* **Check your understanding**:
1) Answer these questions using the text below on research ethics approval and building permits:
(a) According to Hunter, what do builders do while they wait for council approval?
(b) Which law did the engineers interviewed for the author's first book say made their work vastly more complex?
(c) What do Roberts et al. claim that "consent rituals" can do?
2) Write the next part of the text below on research ethics approval and building permits, starting after its final sentence.

* **Extracted text**:
........
Hunter writes,
People often complain about the need for council approval for building projects because these approvals delay projects from being completed. Does this mean that council approval makes builders significantly less efficient? Well, unless they actually down tools until they have approval, no it does not; instead, what happens is that they work on another project until approval comes through. Hence it would be wrong to say that the need for council approval makes builders less efficient even if it does slow down specific building projects. It is likewise mistaken to think that regulation of this kind will mean less houses will be built in a specific time period; while specific houses may be delayed, overall the same amount of building work will go on.
The same holds true for researchers: while they wait for research ethics approval they are not simply sitting around doing nothing having downed test tubes; instead, they will be working on other things including other research projects and new proposals. Hence while research ethics regulation might delay specific projects it does not dramatically decrease the amount of work that the researchers involved are doing. Insofar as their work is saving lives they will still be doing that regardless of the length of time the approval process takes. In other words, roughly the same quantity of research is being carried out even if specific research projects are delayed. Some researcher time will be taken up by filling in ethics forms, attending meetings and so on. However, much of this time will either be valuable work (by encouraging the researchers to think through the ethics of their project) or parasitic on existing work such as writing up a research protocol. While there is no doubt some delay here it is on a relatively small scale compared with the claims of Whitney and Schneider.
The second part of this argument--that filling out forms imposes delay "on a relatively small scale"--does not address accounts that ethics approval alone can consume hundreds or thousands of person-hours and consumer up to half the funds of a research project. Nor does it address the claims by Roberts et al. that "consent rituals" can delay urgent treatment, obscuring its effect.
More intriguing, though, is Hunter's comparison of scientific research to building construction. If you are waiting for a permit on one project, he asserts, you can work on another.
I have doubts about this analogy, which Hunter offers strictly as an armchair exercise, with no references to studies of the building industry. First of all, for large projects, increased regulation has indeed slowed down the overall pace of building. In writing my first book, I interviewed engineers who told me that their work had become vastly more complex after the passage of the National Environment Policy Act, which required environmental impact statements for federally funded projects. These statements had ripple effects in time and money, since the transit authority or other organization could not simply go into suspended animation while awaiting approval. While I tend to think that environmental laws do necessary work balancing the costs and benefits of major projects, it's pretty clear that they make infrastructure harder to build.
Perhaps Hunter was thinking of smaller projects (he mentions houses) that face less regulation. If so, I find this version of the analogy doubtful. While cutting-edge architects may respond to one another's projects, for the most part, one house can proceed without reference to another. Hunter seems to imagine that scientific research teams can also run multiple, simultaneous projects on wholly independent schedules, so that delay in one will not hamper the others.
........
* **Supplied entries**:
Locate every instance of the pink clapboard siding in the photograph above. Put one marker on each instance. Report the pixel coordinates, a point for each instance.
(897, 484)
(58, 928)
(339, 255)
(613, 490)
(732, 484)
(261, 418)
........
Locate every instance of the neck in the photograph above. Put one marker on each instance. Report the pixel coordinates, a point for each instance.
........
* **Task results**:
1)
(a) They work on another project until the approval comes through.
(b) The National Environment Policy Act.
(c) They can delay urgent treatment, obscuring its effect.

2)
But I thought that scientific research is supposed to build on previous projects. Thus, creating knowledge is less like erecting buildings and more like breeding animals. The longer each generation takes to mature, the longer until the breeder achieves the desired results. Three simulataneous research projects each taking three years will be less valuable than three projects that each takes one year, with each new project building on its predecessor.
2 comments:
Hunter also ignores the problems encountered by graduate students who must obtain IRB approval before starting their masters or doctoral research. Those students don’t have other research that they can work on while waiting, and this can make a difference in their lives. In our experience, for example, a distressing number of M.A. students in anthropology who would like to finish their degree in 2 or 3 semesters end up spending another semester because of IRB delays. At a private university that does not offer tuition support to masters level graduate students, this delay can be extremely expensive. Our doctoral students have it a little better, since their proposals are typically submitted for IRB approval at the same time that those proposals are submitted for external funding, and the IRB approval normally gets sorted out earlier, but we do have the occasional student who gets set back one or two semesters because of some red flag in their proposal – red flags that invariably (in my 30+ years of experience) turn out to be chimeras.
Thanks for this comment. You are quite right that the IRB hammer falls hardest on graduate students.
Hunter may have been thinking specifically about the life-saving medical research discussed by Schneider and Whitney, not the social sciences. But even here, delaying graduate education in the way you describe may cost lives. As the President’s Council of Advisors on Science and Technology recently noted, "Overly long times to degree are costly, waste precious graduate education resources, and serve as a disincentive for attracting bright minds to STEM fields." Excessive IRB delays thus threaten the scientific enterprise at the graduate student level.